[DATA EXCERPTS Boundary: Start]

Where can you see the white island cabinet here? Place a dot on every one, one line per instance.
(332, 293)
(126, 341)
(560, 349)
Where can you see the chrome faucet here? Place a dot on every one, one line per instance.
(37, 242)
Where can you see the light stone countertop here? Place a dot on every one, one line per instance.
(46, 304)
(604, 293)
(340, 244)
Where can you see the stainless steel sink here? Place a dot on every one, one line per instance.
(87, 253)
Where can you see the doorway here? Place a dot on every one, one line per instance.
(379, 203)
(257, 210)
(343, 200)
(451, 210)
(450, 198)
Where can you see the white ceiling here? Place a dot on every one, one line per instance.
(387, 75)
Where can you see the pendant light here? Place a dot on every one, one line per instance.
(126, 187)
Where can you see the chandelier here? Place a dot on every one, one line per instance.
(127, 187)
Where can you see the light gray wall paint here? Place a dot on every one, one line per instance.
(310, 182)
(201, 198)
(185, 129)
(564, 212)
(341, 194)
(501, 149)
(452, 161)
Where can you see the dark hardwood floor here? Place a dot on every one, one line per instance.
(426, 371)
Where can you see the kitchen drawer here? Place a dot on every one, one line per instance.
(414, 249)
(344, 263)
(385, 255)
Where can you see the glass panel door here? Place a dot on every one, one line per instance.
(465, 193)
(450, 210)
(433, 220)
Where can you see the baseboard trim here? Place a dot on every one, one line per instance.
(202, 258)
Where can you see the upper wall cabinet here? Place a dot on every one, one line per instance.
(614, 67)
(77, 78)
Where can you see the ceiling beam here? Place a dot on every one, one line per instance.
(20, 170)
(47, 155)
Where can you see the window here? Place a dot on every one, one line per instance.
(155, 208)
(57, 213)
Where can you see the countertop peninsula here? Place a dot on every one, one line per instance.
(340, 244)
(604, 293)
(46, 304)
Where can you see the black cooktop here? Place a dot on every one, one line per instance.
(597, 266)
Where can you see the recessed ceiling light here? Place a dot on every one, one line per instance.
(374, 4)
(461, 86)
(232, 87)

[DATA EXCERPTS Boundary: End]

TASK DETAILS:
The data above is to be restated line for line, word for word.

RESPONSE:
Where can you see the white island cabinet here? Place a dot on every one, one line per instance.
(332, 293)
(126, 341)
(560, 349)
Where can you see the chrome faucet here? Place a dot on every one, one line per instance.
(37, 242)
Where can you see the light stone countertop here? Place a dot on every one, one line per instance.
(46, 304)
(604, 293)
(340, 244)
Where can you see the stainless steel sink here? Place a dot on every one, one line per instance.
(87, 253)
Where can you see the doorway here? Place a dot on every one, one line per instance.
(379, 203)
(257, 210)
(343, 200)
(451, 210)
(450, 198)
Where can you see the white ceiling here? Place a dot on every one, one line per instance.
(387, 75)
Where can you see the pendant light here? Place a dot on every one, one line per instance.
(126, 187)
Where can you see the chandelier here? Place a dot on every one, one line per instance.
(127, 187)
Where can you see the light gray wall paint here? Place a dot on every one, one line per instance.
(310, 182)
(201, 198)
(185, 129)
(564, 212)
(341, 194)
(501, 149)
(452, 161)
Where can you see the dark hardwood floor here? Place a dot on every one, one line per instance.
(426, 371)
Where can you see the kitchen drawer here? Place a dot on every one, one line per instance.
(414, 249)
(344, 263)
(385, 255)
Where can you see the glass panel door here? Place a dot on every one, one line per instance.
(465, 193)
(450, 210)
(433, 220)
Where can you see the baseboard trim here? Place a dot on every one, one line per instance.
(202, 258)
Where can you see the upper wall cabinet here? Place a dot on every one, one line per instance.
(614, 67)
(77, 78)
Where can you see the ceiling beam here? Place a dot on every one, one line per instance.
(20, 170)
(47, 155)
Where can you see the window here? Place a dot on every one, one line per instance.
(155, 208)
(57, 213)
Where can you see the countertop peninsula here? Place a dot on every one, one line per instance.
(340, 244)
(604, 293)
(46, 304)
Where can you see the black cooktop here? Place a dot on every one, one line per instance.
(597, 266)
Where can you see the recessed ceiling light here? Place a dot on every one, one line per instance.
(374, 4)
(461, 86)
(232, 87)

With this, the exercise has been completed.